Given task ->
Copy the material below line for line, leaving out the pictures.

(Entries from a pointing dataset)
=====
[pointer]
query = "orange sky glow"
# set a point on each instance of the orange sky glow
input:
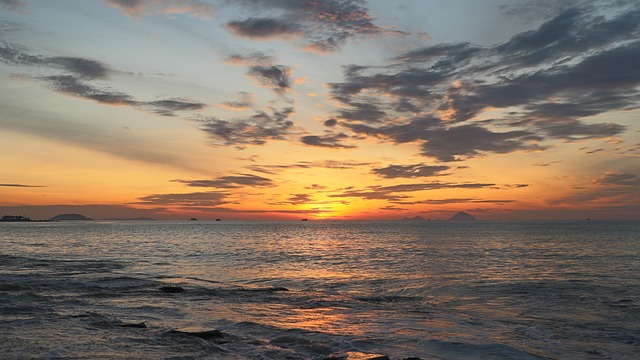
(345, 110)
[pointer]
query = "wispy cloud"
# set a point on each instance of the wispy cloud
(230, 182)
(16, 5)
(253, 130)
(138, 8)
(197, 199)
(322, 26)
(572, 67)
(77, 81)
(328, 140)
(21, 185)
(410, 171)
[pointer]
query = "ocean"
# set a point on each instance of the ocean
(320, 290)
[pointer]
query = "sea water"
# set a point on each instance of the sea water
(320, 289)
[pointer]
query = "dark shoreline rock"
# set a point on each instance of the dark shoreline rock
(140, 325)
(171, 289)
(206, 334)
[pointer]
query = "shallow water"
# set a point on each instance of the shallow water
(306, 290)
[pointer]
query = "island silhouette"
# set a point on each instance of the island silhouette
(462, 216)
=====
Exercise result ->
[pointer]
query = "orange sky glow"
# set a point on each instance of the orange sky glow
input:
(345, 110)
[pointer]
query = "wispy cloud"
# set a point on each instance of the wispy cloud
(230, 182)
(16, 5)
(253, 130)
(138, 8)
(197, 199)
(322, 26)
(572, 67)
(77, 81)
(328, 140)
(21, 185)
(410, 171)
[pointer]
query = "ocean"
# set a point on each instance of the ocean
(320, 290)
[pointer]
query = "sea water"
# set a point on each instance of the sea water
(320, 289)
[pointer]
query = "dark shoreline rock"
# set a point on each instance of the dark shoreline rock
(140, 325)
(171, 289)
(206, 334)
[pointer]
query = "shallow water"
# set a point on each instance of the shallow water
(306, 290)
[pointer]
query = "island silhouette"
# set a point on each instance of the island silhouette
(462, 216)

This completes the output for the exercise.